---------- Document passage

This morning I woke up to the study that’s making the rounds on Twitter: Nearly 2/3 of US young adults are unaware that 6 million Jews died in the Holocaust — some get the numbers wrong, some didn’t know at all. Dig deeper into the survey results from The Claims Conference and there’s even more to be disturbed about.

This post has been lightly edited for clarity and accuracy

Out of the thousand 18-39-year-old adults surveyed in 2018, 23% wrongly believed the holocaust was “exaggerated,” or a myth entirely — or they just weren’t sure. Eleven percent believed Jews themselves were responsible for the Holocaust. As for the number of people who believe that holding neo-Nazi views isn’t strongly unacceptable: Nearly half.

This holocaust study about gen z and millennial ideas vs the general population is disturbing

That disgusts me.

Is it any surprise that anti-Semitic crimes are hitting record levels? How many times do we need to hear George Santayana’s famous quote, “those who cannot remember the past are condemned to repeat it.”

So. Who’s to blame about Holocaust ignorance?

--------------------
---------- Material provided

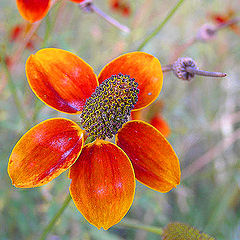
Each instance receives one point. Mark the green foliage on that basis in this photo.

--------------------

Job A – In the Holocaust survey post, what percentage of the surveyed adults believed Jews themselves were responsible for the Holocaust?
Job B – Repeat the Holocaust survey post word for word between "This holocaust study" and "about Holocaust ignorance?", inclusive.
Job C – Carry on the Holocaust survey post from the point where it stops.

Reply A – Eleven percent.

Reply B –
This holocaust study about gen z and millennial ideas vs the general population is disturbing

That disgusts me.

Is it any surprise that anti-Semitic crimes are hitting record levels? How many times do we need to hear George Santayana’s famous quote, “those who cannot remember the past are condemned to repeat it.”

So. Who’s to blame about Holocaust ignorance?

Reply C –
8 outstanding Holocaust books for kids to help them understand this essential part of history

It’s easy to blame American ignorance in general, and yet there are similar results in a French study, in which 25% of Millennials hadn’t heard of the Holocaust, and 69% didn’t know 6 million Jews had been murdered. It seems that the more time passes, the. more we all become ignorant about history.

It’s easy to blame the US school curriculum, considering only 15 states currently require public schools to teach the Holocaust (and states in the middle of the country and the south are noticeably underrepresented in that list, ahem). But I’m hopeful that number increases, with the 2020 bipartisan passage of the Never Again Education Act, which expands funding for the US Holocaust Memorial Museum’s education programming and resources so they can reach more classrooms.

I guess there’s a lot of blame to go around.

And while I’d rather think about solutions — and I’ll get to that in a minute — I do need to call out what I think is about the worst parenting trend over the past decade or two: the mantra, I just want to keep my kids innocent.

Parents: We have to stop it with that.

We have to talk about the hard stuff. It’s our jobs.

Not teaching history is inarguably more harmful than teaching history.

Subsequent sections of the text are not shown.